Extracted data:
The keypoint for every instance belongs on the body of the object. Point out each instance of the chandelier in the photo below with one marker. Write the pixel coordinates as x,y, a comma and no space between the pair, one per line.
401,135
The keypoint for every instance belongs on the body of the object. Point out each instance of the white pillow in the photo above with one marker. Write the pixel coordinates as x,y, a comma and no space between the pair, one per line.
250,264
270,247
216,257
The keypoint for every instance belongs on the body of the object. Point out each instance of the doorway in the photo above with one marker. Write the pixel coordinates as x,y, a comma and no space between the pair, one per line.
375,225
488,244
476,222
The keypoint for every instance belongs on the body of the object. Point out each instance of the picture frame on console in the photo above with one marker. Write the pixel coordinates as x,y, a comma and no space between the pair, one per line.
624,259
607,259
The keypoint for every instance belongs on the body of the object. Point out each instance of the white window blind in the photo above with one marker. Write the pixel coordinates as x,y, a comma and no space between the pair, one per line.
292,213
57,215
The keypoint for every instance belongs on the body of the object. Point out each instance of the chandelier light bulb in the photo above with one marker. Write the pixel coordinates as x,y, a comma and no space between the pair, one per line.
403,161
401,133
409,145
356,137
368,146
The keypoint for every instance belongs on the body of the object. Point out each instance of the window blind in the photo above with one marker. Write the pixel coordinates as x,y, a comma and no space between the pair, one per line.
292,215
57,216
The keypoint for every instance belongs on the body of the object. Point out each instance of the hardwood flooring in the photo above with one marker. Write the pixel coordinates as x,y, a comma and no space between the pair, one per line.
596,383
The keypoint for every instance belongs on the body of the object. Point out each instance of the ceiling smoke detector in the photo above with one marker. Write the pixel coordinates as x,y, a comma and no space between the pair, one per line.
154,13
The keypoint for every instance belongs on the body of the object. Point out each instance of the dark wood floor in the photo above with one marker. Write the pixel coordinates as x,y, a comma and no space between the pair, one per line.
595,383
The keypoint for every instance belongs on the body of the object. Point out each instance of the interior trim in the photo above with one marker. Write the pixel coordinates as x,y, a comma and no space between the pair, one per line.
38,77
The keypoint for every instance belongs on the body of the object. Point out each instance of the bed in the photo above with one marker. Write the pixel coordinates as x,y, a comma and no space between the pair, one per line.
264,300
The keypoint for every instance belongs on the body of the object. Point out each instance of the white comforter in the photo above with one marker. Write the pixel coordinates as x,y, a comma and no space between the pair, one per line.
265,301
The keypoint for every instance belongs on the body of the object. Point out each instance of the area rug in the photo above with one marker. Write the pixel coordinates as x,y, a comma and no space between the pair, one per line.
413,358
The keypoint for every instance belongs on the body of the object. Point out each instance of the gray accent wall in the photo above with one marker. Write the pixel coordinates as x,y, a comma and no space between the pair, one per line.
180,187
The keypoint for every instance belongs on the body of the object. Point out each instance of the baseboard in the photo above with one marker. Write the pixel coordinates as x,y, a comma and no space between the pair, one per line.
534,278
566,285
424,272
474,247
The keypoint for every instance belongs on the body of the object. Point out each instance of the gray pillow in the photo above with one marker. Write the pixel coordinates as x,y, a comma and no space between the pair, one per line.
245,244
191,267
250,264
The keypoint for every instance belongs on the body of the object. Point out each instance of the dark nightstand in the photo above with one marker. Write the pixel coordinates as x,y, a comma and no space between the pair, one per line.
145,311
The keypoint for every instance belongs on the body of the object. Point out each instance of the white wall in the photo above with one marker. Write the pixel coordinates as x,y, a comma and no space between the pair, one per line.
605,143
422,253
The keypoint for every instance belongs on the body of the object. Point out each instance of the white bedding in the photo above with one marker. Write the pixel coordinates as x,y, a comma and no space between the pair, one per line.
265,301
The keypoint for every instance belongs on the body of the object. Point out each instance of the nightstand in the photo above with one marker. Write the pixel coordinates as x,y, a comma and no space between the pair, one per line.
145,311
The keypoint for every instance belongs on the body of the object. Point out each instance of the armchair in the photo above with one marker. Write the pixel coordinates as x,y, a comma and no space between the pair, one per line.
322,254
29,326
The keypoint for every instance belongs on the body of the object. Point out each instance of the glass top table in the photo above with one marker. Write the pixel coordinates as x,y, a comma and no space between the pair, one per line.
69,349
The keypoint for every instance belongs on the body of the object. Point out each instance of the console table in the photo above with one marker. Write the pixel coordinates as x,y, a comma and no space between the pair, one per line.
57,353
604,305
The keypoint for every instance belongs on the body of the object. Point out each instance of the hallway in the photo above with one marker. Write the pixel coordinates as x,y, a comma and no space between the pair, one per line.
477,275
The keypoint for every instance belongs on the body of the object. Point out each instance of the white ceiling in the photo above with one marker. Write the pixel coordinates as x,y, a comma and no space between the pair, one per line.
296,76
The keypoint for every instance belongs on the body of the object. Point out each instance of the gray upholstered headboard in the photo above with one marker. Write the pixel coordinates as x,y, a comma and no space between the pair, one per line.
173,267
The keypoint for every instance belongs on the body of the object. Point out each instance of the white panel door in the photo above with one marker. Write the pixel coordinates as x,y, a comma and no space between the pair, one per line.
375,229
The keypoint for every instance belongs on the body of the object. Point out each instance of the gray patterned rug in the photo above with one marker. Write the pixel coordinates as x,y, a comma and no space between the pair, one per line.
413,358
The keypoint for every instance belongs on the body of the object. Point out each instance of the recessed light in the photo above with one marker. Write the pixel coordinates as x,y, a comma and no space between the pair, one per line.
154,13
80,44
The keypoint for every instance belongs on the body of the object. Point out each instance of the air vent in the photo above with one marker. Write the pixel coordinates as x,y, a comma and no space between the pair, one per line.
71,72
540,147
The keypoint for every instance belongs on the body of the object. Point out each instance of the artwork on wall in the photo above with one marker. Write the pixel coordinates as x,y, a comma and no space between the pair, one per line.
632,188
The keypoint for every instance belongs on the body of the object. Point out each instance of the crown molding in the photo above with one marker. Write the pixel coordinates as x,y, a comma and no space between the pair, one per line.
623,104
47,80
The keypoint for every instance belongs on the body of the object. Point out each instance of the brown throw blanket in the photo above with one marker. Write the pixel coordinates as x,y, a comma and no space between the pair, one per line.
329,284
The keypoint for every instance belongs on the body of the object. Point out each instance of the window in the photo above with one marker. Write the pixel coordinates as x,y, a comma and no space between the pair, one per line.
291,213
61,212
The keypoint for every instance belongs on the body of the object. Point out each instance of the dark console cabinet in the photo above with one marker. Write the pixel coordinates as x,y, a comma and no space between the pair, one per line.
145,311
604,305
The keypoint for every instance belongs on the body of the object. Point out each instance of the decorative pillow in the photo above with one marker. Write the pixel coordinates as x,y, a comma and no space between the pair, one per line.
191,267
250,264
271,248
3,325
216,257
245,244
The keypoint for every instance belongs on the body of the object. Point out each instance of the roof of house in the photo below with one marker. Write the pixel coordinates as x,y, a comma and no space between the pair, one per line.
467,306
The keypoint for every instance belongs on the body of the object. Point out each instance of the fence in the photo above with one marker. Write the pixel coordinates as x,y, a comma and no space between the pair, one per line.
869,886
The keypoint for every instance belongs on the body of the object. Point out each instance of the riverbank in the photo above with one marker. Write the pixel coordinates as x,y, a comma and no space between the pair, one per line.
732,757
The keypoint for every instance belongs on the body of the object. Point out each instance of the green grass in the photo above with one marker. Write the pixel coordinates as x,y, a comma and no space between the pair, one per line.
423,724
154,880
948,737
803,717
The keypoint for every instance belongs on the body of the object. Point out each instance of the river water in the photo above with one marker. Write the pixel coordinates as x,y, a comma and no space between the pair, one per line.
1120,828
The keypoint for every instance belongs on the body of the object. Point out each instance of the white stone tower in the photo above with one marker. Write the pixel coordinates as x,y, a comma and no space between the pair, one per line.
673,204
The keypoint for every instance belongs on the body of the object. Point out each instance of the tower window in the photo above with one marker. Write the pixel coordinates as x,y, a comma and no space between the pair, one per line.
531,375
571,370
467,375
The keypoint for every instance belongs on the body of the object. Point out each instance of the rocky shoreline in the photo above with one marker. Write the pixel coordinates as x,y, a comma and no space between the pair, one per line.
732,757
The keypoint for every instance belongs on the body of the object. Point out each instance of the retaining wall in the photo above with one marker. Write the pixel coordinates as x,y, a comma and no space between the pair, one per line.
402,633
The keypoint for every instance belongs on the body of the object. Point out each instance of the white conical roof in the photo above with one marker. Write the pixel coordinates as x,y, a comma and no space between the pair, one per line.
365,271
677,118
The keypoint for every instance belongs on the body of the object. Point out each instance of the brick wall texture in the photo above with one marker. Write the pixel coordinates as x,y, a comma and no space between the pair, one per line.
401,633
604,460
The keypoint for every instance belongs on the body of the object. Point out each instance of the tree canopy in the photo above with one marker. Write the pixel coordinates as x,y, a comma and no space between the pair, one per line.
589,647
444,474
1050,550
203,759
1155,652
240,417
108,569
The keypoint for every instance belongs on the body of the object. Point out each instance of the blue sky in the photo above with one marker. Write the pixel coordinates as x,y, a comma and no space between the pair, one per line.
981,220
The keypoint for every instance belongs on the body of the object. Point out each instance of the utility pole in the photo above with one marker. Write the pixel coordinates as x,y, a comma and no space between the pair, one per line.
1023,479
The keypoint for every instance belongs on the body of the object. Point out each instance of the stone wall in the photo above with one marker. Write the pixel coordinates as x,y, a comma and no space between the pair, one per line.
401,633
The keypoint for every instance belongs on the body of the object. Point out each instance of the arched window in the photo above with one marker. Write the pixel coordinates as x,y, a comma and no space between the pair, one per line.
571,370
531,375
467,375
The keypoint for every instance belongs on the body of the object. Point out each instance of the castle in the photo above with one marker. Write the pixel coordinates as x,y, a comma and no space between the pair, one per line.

Problem to solve: Return exactly the lines of the data, and only those, from the line with "of the stone" through the last line, inclusive.

Finished task:
The keypoint for every instance belongs on the body of the object. Point out each instance of the stone wall in the photo above with one marker. Write the pixel coordinates as x,y, a comma and no space between the pair, one per line.
401,633
The keypoint for every instance belongs on the body of the object. Point out each instance of the arched window in the photo above with one marker. Write the pixel coordinates as x,y, a comma and no space between the pair, one per line.
571,370
531,375
467,375
The keypoint for every instance belongs on the body of the object. Point out each instance of the castle in the photo above with one marker. Write the pixel coordinates as x,y, a comma and no space between the pair, one per line.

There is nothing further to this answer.